What the task requires: Reproduce every line between the lines holding "the tile wall" and "of the sink", inclusive, requests and all, adding -127 to each coordinate in the answers.

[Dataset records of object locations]
● ● ●

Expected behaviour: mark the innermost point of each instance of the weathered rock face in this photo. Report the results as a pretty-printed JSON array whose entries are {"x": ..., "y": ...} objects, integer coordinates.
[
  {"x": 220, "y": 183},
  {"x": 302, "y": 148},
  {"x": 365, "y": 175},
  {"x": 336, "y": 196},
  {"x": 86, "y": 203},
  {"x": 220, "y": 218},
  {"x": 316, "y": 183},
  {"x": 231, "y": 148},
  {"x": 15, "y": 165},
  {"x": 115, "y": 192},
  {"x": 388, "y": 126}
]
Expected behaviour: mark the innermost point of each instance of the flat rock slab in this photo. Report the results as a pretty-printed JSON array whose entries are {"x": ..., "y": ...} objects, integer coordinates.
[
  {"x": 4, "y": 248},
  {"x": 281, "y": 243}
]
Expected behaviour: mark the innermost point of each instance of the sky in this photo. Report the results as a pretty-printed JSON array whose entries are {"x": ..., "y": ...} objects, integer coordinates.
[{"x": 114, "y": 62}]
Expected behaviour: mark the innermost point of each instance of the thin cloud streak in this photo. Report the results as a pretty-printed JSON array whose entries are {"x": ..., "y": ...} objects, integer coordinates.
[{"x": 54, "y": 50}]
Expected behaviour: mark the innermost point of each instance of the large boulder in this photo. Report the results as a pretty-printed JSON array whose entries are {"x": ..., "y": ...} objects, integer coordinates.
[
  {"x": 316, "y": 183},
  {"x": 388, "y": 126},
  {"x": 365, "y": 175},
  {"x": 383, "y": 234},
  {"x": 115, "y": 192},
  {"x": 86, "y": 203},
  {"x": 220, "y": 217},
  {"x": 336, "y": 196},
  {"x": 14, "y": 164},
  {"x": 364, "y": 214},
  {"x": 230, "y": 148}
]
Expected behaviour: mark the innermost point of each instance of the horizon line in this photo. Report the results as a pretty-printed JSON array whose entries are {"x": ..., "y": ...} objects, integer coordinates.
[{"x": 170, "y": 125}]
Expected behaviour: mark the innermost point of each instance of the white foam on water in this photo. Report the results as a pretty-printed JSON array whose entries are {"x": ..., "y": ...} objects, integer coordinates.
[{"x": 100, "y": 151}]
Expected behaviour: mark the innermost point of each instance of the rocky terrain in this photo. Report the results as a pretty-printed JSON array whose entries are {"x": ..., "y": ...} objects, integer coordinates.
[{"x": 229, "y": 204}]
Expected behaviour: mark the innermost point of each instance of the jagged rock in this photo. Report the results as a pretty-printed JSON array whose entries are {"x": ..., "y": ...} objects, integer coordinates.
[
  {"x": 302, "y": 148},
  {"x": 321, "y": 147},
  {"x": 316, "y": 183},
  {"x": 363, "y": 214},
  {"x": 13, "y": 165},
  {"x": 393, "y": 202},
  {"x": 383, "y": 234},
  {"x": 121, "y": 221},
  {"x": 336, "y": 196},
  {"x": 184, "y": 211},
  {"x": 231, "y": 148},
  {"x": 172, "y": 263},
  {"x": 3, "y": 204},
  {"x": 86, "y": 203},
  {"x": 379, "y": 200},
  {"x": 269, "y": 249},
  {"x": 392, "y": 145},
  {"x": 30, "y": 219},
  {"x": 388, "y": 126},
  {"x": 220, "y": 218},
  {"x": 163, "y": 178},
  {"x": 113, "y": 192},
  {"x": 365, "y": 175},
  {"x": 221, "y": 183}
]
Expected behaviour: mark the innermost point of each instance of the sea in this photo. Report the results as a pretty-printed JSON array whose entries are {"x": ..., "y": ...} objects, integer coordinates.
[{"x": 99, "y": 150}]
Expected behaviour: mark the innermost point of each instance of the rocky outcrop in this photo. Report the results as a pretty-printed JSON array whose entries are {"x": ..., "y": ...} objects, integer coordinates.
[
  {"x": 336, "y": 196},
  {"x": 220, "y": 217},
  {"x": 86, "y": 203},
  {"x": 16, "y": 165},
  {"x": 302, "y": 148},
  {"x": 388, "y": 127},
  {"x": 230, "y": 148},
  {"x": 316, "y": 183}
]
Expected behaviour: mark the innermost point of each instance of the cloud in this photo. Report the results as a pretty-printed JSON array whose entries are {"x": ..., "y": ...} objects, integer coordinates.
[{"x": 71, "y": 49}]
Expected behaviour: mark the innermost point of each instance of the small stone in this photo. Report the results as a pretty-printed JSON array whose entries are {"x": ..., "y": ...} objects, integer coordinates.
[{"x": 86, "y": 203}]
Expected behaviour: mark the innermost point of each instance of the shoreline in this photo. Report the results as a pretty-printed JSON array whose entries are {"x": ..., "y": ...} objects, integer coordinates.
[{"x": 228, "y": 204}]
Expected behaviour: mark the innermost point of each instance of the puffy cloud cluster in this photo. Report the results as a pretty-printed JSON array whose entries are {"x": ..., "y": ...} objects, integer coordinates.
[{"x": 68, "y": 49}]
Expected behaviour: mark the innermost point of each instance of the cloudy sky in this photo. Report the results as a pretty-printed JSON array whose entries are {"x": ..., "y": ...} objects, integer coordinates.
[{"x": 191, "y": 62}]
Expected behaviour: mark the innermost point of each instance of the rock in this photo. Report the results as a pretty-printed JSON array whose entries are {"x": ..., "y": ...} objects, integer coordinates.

● ● ●

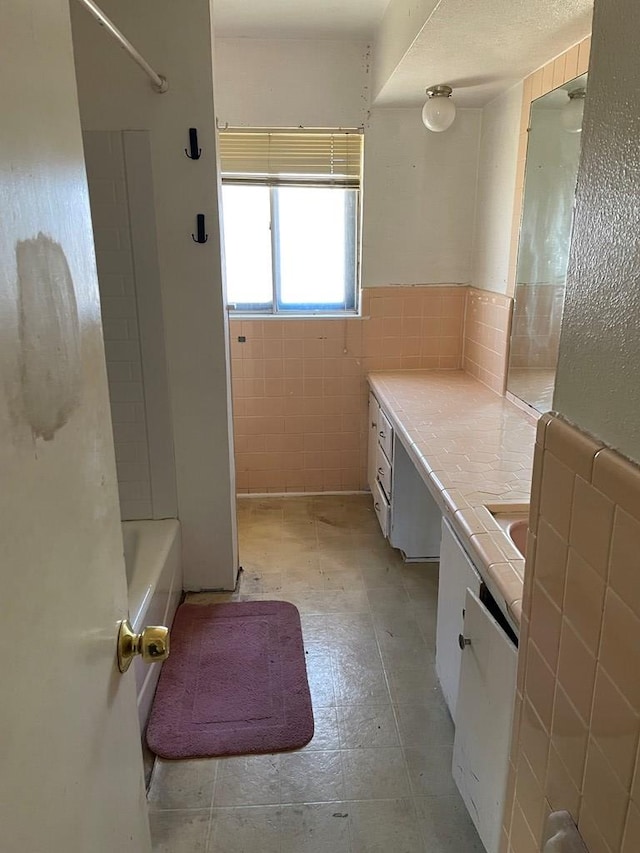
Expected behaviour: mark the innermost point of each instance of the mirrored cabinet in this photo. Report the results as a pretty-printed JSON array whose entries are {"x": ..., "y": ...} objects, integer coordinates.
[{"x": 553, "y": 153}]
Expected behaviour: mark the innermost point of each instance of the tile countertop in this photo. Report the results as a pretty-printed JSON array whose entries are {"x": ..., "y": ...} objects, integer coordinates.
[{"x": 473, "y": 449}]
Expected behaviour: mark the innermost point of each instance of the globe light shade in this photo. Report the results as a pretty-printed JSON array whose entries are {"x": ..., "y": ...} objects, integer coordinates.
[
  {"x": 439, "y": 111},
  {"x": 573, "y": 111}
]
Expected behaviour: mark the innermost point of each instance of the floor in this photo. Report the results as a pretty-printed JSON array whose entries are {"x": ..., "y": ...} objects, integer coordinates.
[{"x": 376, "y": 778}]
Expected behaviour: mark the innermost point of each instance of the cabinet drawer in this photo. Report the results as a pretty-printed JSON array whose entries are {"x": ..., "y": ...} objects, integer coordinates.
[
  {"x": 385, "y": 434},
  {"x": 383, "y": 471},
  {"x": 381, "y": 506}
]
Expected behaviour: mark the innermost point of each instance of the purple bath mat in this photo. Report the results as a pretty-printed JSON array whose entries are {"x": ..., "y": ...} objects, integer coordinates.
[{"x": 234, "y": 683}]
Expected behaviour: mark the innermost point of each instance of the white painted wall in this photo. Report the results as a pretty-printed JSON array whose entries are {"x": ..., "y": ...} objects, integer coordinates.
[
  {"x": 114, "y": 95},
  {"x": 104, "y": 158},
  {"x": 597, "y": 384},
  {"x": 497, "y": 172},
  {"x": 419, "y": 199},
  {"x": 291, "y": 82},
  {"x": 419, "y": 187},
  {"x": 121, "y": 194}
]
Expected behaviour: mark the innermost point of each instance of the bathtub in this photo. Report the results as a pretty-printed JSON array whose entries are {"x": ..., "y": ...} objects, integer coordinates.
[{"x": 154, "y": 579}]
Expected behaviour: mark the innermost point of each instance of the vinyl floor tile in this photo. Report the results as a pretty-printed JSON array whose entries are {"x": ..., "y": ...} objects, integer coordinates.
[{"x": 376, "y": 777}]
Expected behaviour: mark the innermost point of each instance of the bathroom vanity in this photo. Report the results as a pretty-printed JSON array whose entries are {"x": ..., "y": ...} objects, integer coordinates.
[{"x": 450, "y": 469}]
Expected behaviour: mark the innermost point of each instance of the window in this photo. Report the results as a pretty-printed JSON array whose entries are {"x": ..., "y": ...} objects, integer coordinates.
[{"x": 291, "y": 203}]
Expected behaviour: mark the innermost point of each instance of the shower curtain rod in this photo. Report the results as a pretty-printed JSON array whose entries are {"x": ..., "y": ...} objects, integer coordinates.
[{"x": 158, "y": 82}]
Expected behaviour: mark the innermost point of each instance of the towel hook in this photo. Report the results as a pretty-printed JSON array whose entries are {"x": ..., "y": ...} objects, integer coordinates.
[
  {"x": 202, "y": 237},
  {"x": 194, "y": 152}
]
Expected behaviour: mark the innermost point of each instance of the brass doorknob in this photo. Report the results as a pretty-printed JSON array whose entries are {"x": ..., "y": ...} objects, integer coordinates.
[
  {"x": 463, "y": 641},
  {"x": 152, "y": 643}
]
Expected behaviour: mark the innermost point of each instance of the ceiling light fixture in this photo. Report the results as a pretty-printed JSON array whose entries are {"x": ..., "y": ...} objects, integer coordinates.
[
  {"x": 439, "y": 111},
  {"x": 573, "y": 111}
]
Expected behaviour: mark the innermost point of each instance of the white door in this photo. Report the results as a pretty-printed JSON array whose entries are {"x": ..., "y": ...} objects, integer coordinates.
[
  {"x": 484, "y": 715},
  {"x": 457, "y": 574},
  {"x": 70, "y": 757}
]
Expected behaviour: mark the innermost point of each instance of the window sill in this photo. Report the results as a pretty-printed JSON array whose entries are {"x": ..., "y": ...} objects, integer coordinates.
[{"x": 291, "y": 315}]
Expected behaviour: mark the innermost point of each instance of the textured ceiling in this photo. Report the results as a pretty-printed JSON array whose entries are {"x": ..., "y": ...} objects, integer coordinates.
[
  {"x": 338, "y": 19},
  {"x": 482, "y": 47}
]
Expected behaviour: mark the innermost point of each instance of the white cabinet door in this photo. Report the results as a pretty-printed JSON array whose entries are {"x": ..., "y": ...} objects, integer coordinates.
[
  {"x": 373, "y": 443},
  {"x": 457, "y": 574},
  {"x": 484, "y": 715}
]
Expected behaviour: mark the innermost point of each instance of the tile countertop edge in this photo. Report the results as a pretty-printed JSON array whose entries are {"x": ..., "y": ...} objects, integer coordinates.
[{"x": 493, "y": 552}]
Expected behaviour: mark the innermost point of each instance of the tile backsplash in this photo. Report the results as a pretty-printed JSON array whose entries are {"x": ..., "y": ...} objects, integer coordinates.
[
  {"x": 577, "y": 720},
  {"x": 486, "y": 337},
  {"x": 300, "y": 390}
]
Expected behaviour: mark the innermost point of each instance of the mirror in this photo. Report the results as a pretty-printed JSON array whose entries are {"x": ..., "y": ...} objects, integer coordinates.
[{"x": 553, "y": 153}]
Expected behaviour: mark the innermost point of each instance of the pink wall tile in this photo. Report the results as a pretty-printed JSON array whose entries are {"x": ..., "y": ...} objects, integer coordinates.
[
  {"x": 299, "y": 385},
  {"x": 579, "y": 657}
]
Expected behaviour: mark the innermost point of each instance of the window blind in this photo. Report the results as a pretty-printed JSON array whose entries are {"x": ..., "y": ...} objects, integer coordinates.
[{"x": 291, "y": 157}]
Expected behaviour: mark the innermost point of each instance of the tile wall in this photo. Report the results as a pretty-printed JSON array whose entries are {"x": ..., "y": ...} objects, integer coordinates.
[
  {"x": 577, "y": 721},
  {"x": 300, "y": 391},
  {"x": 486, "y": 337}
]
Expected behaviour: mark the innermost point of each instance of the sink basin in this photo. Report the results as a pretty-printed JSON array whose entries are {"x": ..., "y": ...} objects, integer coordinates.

● ● ●

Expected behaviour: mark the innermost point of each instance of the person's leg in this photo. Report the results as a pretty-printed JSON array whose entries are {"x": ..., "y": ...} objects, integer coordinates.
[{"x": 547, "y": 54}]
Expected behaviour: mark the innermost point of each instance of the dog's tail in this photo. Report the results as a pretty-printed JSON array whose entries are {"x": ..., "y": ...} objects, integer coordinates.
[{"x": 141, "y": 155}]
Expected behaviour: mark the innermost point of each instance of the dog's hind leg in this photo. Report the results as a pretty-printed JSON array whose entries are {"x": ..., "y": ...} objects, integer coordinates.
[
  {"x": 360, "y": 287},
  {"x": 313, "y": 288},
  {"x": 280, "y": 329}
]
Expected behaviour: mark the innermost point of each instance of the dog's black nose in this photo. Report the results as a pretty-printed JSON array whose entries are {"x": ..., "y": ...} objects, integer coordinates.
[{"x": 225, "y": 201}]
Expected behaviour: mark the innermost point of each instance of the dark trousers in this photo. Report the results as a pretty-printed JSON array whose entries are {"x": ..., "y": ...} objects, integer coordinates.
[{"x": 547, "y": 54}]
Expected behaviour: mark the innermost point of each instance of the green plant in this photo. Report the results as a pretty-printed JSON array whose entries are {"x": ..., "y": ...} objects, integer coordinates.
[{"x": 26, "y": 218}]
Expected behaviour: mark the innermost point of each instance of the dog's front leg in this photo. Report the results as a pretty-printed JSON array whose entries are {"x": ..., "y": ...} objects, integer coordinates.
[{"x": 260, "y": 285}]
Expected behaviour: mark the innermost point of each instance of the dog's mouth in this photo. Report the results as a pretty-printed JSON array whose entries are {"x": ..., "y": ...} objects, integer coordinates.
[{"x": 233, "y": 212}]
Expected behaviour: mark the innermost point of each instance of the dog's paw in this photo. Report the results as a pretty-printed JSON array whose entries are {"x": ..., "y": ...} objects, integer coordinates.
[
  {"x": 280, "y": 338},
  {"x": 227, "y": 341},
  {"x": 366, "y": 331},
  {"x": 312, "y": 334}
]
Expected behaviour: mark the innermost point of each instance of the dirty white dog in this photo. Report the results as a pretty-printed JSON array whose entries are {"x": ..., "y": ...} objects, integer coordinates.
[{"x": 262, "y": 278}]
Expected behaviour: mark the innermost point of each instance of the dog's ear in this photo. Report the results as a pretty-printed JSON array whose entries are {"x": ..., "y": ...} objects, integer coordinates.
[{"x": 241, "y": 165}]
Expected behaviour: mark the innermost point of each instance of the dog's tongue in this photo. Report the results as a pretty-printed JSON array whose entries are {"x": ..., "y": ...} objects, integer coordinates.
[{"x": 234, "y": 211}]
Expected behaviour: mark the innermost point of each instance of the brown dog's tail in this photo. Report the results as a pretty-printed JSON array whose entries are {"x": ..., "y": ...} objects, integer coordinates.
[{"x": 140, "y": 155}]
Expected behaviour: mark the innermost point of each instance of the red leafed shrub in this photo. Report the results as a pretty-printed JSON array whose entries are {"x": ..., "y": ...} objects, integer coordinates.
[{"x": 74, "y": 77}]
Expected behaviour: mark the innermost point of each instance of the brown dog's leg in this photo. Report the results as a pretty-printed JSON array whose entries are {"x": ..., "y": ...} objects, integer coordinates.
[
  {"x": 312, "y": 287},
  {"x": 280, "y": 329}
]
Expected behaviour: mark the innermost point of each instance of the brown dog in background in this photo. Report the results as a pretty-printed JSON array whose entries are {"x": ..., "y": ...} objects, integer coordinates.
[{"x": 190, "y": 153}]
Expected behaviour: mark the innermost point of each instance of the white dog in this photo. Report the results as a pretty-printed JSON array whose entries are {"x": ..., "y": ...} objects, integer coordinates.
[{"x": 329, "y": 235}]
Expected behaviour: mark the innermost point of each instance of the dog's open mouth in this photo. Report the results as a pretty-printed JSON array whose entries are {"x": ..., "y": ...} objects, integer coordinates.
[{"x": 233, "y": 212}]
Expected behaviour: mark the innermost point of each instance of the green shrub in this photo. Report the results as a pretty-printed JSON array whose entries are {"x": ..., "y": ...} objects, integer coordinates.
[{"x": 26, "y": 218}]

● ● ●

Exercise solution:
Expected behaviour: mark the innermost point of each instance of the tile wall in this photo. Report the results as a pretty-printed JSON array whose entries are {"x": ..., "y": ...} objects, integer coordinates.
[
  {"x": 450, "y": 594},
  {"x": 173, "y": 264},
  {"x": 359, "y": 210}
]
Expected behaviour: mark the innermost point of each instance of the sink basin in this photo. Report the results as a pretty-printed JSON array whose entries are {"x": ..., "y": ...} objects, integer coordinates.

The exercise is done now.